RECORDS PROVIDED
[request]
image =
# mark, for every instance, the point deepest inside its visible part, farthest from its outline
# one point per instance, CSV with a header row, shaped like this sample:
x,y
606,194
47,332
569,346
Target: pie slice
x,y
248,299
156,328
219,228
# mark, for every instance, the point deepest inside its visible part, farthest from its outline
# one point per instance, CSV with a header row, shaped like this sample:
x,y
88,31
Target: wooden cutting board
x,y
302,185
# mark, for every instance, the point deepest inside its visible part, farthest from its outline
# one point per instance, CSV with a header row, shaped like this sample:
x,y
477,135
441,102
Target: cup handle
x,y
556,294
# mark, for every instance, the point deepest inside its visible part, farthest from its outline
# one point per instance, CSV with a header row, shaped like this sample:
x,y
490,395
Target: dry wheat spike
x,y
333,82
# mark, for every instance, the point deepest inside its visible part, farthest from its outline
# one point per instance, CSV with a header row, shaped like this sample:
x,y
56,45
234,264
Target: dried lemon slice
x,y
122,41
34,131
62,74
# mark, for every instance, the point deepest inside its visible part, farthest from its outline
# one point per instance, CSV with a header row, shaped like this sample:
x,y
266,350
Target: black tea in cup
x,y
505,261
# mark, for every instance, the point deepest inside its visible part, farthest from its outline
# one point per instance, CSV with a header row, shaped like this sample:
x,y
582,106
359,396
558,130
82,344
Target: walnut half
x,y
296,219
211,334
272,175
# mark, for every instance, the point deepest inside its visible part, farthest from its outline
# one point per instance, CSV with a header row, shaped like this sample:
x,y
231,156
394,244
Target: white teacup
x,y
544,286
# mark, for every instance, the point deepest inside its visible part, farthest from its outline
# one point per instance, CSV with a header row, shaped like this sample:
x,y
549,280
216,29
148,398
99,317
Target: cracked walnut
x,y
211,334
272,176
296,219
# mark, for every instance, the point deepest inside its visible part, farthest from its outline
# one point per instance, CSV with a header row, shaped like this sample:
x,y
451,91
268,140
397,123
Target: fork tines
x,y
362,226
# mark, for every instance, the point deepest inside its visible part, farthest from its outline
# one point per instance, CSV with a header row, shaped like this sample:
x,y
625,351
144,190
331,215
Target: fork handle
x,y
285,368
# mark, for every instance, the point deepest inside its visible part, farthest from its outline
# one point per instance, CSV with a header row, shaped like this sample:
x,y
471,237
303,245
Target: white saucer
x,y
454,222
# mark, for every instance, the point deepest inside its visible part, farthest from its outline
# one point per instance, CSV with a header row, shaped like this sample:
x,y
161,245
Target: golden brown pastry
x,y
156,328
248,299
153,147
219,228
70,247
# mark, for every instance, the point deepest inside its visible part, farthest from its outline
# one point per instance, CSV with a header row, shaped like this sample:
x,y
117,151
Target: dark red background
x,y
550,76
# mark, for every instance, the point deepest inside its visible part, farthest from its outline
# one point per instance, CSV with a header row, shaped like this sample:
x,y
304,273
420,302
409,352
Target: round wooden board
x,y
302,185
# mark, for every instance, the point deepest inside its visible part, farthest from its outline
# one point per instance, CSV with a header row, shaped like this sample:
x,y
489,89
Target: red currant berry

INSTRUCTIONS TO FOLLOW
Pull out every line of the material above that contains the string "fork", and copy each of those lines in full.

TASK OUTPUT
Target: fork tines
Target: fork handle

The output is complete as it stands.